● Goal of the exercise: Everything in the data below is left aside except the lines from the one containing "Where can you find the stone" through the one containing "Where can you find the baluster"; repeat those exactly.

● Exercise data:

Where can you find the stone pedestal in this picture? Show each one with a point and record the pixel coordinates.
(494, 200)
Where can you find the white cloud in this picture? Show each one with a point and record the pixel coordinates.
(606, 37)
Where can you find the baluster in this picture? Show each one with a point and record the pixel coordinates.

* * *

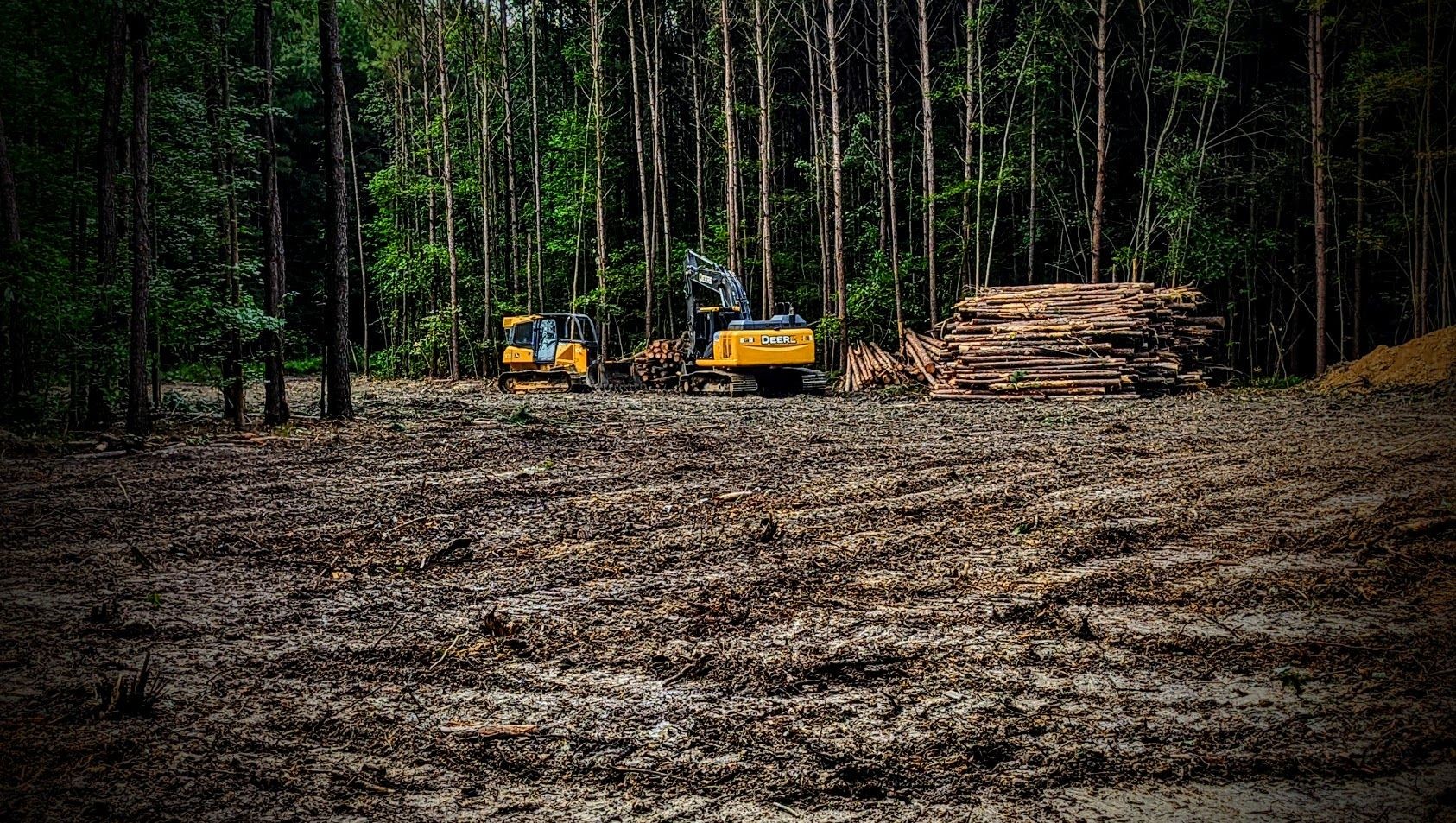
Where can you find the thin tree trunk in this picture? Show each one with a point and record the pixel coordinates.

...

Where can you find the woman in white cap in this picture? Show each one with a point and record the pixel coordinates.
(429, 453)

● Response to this task:
Where can you find the stone pedestal in this picture? Show each one with a point and record the pixel coordinates.
(494, 200)
Where can you find the white cloud in this picture? Show each one with a point and record the pixel coordinates.
(606, 37)
Where can you find the baluster in this picture? Show each one with a point and record the pixel coordinates.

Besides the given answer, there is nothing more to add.